_CHALLENGE_
Print the lines of the entries below exactly as they appear, starting at the line containing "Where can the dark" and ending at the line containing "column 241, row 233", with both of those lines included.

— Start of STORED RECORDS —

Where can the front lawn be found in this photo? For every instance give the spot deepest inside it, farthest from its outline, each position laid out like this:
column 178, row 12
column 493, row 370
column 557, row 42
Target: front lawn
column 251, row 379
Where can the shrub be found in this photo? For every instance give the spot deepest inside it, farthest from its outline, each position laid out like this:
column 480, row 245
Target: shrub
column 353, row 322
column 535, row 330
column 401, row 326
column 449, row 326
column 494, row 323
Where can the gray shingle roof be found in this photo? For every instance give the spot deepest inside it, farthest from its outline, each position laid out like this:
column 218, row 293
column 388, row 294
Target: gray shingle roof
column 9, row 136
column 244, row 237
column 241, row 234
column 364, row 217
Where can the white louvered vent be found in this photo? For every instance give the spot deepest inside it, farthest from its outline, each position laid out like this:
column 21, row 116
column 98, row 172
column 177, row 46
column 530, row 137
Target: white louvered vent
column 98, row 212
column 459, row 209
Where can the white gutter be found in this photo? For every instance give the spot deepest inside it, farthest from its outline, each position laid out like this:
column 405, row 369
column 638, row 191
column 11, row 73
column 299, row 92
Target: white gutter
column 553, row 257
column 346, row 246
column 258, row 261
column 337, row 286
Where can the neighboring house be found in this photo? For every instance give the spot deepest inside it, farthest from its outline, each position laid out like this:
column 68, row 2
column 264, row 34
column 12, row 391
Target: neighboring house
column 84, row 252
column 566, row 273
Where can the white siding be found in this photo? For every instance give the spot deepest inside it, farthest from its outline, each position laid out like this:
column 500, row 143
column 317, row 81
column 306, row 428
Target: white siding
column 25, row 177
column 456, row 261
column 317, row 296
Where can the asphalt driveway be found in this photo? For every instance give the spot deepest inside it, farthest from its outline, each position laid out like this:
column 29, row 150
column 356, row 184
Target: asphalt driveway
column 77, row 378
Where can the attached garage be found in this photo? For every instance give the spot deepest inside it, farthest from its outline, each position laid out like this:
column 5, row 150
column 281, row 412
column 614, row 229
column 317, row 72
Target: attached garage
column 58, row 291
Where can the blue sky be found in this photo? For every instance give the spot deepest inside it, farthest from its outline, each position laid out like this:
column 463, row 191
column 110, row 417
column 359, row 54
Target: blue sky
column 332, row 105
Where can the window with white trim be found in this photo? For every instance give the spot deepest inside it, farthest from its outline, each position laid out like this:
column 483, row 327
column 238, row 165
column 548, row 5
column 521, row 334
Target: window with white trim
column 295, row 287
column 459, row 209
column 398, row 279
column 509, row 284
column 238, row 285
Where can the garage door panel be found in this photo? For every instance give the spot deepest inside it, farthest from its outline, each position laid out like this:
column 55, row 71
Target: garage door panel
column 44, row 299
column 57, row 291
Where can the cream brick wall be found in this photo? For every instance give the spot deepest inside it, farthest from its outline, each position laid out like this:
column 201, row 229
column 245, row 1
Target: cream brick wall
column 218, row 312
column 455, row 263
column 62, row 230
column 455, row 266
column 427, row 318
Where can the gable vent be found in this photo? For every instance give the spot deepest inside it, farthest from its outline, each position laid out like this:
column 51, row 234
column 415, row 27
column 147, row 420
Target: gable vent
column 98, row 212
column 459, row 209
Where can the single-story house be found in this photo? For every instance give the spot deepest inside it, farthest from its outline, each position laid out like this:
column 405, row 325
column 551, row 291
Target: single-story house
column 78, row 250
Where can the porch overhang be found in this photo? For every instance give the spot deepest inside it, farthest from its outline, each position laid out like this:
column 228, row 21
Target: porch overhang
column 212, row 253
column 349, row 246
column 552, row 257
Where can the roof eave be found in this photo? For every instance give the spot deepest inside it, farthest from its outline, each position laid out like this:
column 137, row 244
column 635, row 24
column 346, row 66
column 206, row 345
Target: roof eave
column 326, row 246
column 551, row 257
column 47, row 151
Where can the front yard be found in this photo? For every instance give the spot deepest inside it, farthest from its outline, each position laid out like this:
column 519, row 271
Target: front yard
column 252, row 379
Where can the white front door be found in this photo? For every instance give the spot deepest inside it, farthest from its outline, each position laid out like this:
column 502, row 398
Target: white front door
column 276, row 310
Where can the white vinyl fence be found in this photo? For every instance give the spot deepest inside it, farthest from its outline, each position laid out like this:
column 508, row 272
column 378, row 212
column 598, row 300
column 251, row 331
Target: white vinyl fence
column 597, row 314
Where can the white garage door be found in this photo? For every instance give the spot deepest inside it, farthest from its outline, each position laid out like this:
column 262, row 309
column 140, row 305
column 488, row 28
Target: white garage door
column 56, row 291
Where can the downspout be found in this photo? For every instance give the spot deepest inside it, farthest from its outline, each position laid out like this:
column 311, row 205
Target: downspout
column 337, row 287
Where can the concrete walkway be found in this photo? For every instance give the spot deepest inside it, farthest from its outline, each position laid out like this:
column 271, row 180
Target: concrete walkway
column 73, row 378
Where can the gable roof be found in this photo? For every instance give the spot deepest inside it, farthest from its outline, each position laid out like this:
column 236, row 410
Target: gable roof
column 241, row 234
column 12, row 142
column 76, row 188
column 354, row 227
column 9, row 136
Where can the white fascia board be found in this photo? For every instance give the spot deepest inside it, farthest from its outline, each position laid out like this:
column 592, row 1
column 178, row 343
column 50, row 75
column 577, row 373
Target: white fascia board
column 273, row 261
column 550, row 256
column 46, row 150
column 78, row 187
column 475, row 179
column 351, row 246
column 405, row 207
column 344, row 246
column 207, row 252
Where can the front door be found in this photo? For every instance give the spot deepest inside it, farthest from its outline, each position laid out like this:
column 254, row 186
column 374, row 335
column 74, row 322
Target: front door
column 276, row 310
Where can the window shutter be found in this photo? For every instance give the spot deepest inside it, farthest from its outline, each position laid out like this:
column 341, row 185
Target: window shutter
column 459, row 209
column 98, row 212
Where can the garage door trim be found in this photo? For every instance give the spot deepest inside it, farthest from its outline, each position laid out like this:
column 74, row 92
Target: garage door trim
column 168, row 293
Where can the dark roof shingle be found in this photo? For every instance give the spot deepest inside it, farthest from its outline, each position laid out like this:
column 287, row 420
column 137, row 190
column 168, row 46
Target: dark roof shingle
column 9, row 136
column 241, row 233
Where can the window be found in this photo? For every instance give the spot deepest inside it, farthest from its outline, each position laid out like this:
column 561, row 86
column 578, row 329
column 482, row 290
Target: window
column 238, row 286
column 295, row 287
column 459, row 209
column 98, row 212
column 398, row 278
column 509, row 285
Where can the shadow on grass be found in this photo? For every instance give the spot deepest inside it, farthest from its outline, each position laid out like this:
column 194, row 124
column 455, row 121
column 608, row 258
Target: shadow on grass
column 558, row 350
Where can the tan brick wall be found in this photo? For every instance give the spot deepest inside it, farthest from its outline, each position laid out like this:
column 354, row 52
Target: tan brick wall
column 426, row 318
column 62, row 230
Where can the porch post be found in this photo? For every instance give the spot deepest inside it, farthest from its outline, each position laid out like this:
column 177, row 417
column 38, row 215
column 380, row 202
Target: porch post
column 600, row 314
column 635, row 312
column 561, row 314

— End of STORED RECORDS —

_EXERCISE ANSWER_
Where can the dark roof shingle be found in this photo? For every instance give the spot deepest inside it, farthest from its outline, each position laid out like this:
column 287, row 420
column 137, row 190
column 168, row 46
Target: dark roof shingle
column 9, row 136
column 241, row 233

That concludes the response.